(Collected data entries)
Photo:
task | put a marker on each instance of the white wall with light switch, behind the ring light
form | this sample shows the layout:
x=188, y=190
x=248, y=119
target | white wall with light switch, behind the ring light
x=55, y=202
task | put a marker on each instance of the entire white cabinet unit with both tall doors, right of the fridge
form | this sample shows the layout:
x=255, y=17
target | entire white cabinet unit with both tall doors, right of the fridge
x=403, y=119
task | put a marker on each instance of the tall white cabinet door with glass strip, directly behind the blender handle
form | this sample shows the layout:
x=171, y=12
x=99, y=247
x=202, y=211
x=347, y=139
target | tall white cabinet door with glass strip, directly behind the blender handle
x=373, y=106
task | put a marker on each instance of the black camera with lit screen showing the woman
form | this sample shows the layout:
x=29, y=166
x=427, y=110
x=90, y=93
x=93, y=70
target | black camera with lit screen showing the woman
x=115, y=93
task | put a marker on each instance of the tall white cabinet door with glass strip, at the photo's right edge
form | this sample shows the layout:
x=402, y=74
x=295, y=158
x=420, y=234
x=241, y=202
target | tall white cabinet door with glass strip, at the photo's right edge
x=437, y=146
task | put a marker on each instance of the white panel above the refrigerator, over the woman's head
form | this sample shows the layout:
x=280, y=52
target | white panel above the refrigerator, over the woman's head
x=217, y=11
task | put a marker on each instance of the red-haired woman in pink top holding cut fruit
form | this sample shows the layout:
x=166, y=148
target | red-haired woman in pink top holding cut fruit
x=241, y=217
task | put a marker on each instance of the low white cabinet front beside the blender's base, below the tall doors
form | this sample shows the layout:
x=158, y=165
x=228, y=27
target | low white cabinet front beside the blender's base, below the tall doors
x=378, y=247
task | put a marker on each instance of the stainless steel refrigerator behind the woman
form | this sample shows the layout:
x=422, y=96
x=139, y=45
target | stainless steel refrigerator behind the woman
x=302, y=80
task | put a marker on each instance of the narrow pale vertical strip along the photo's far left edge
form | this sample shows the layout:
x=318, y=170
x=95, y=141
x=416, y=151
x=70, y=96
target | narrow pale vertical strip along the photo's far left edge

## [ASSIGNMENT]
Write out all of the records above exactly as they appear.

## [COMPLETED EXERCISE]
Photo:
task | put a marker on each instance of the white wall with light switch, behind the ring light
form | this sample shows the layout:
x=188, y=190
x=248, y=119
target | white wall with light switch, behind the ring light
x=55, y=202
task | put a marker on each instance of the entire white cabinet unit with both tall doors, right of the fridge
form | this sample shows the layout:
x=255, y=17
target | entire white cabinet unit with both tall doors, right of the fridge
x=403, y=119
task | put a marker on each instance of the tall white cabinet door with glass strip, directly behind the blender handle
form | this sample shows the layout:
x=171, y=12
x=99, y=247
x=202, y=211
x=347, y=139
target | tall white cabinet door with glass strip, directly behind the blender handle
x=373, y=106
task | put a marker on each instance of the black camera with lit screen showing the woman
form | this sample shows the layout:
x=29, y=166
x=427, y=110
x=90, y=93
x=93, y=70
target | black camera with lit screen showing the woman
x=115, y=93
task | put a marker on each instance of the tall white cabinet door with glass strip, at the photo's right edge
form | this sample shows the layout:
x=402, y=74
x=295, y=158
x=420, y=234
x=241, y=202
target | tall white cabinet door with glass strip, at the photo's right edge
x=437, y=146
task | put a marker on each instance of the white panel above the refrigerator, over the woman's head
form | this sample shows the layout:
x=280, y=52
target | white panel above the refrigerator, over the woman's head
x=217, y=11
task | put a marker on each instance of the red-haired woman in pink top holding cut fruit
form | this sample shows the layout:
x=166, y=148
target | red-haired woman in pink top holding cut fruit
x=241, y=217
task | put a marker on each instance of the low white cabinet front beside the blender's base, below the tall doors
form | this sample shows the layout:
x=158, y=165
x=228, y=27
target | low white cabinet front beside the blender's base, below the tall doors
x=378, y=247
task | put a marker on each instance of the stainless steel refrigerator behind the woman
form | this sample shows the layout:
x=422, y=96
x=139, y=45
target | stainless steel refrigerator behind the woman
x=302, y=80
task | put a marker on each instance of the narrow pale vertical strip along the photo's far left edge
form | this sample shows the layout:
x=318, y=170
x=95, y=141
x=416, y=151
x=70, y=96
target | narrow pale vertical strip along the photo's far left edge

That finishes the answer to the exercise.